**EXERCISE PROMPT:**
Put every non-blank line from the start of the rows through the line that contains "[37,0,842,161]", that line included, into a Markdown table. Use two columns, Number and Line.

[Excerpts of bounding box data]
— Start —

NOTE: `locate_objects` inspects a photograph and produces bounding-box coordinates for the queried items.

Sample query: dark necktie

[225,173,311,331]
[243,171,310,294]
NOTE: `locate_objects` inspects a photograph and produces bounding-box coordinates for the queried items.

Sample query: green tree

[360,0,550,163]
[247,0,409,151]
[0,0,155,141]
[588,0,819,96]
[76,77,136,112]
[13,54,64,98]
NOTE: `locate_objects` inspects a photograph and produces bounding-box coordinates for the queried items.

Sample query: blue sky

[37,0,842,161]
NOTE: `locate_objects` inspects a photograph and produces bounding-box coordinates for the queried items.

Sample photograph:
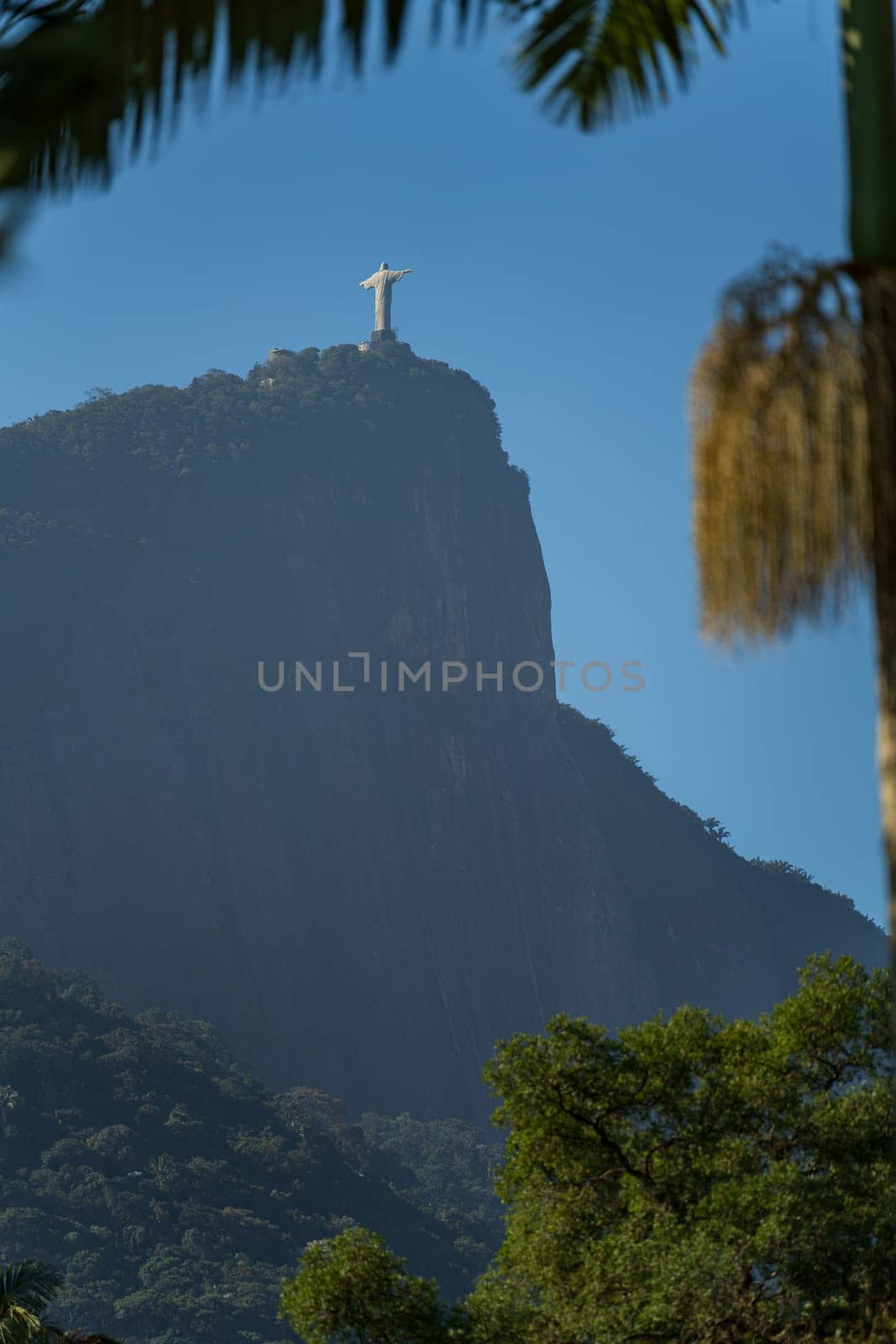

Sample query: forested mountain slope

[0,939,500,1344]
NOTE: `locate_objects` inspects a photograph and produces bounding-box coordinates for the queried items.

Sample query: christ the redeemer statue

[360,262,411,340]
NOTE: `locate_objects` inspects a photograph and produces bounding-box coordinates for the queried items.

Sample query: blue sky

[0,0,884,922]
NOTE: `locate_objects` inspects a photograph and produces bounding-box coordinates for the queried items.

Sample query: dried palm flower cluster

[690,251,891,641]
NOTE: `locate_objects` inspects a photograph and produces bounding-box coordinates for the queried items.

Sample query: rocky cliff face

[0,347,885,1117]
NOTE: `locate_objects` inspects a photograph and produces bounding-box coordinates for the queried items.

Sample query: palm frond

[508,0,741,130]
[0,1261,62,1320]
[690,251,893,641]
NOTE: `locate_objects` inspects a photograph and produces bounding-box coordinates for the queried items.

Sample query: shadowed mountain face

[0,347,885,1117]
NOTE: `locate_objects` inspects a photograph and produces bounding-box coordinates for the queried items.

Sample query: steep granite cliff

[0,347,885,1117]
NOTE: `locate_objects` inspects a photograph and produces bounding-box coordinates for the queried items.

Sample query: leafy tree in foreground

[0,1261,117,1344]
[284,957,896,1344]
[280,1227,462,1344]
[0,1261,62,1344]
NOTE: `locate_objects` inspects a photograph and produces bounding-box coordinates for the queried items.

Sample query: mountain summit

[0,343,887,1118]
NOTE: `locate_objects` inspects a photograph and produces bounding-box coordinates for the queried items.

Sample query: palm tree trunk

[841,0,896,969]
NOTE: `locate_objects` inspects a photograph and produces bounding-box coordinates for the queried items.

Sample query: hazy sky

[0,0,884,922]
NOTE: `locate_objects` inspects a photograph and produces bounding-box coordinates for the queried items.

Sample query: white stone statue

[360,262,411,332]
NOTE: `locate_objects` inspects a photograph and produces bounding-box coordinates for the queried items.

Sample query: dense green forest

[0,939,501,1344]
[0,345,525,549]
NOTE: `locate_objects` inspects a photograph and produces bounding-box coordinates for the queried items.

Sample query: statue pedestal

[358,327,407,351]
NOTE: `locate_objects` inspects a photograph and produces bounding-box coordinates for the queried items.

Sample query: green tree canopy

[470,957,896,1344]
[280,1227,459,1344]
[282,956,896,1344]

— End —

**SOLUTION TO THE EXERCISE:**
| Number | Line |
|---|---|
| 1 | NOTE: `locate_objects` inspects a photograph and produces bounding-box coordinates for the queried items. |
| 2 | Sample query: dark necktie |
| 3 | [225,173,311,331] |
| 4 | [243,171,310,294] |
| 5 | NOTE: `locate_objects` inspects a photograph and produces bounding-box coordinates for the queried items. |
| 6 | Sample query: green tree |
| 7 | [360,0,550,163] |
| 8 | [247,0,409,151] |
| 9 | [0,0,155,141] |
| 10 | [588,0,819,96] |
| 11 | [76,77,136,112] |
| 12 | [13,54,64,98] |
| 13 | NOTE: `locate_objects` inspects a photograph and produces bounding-box coordinates for the queried items. |
| 14 | Sample query: blue sky |
| 15 | [37,0,842,161] |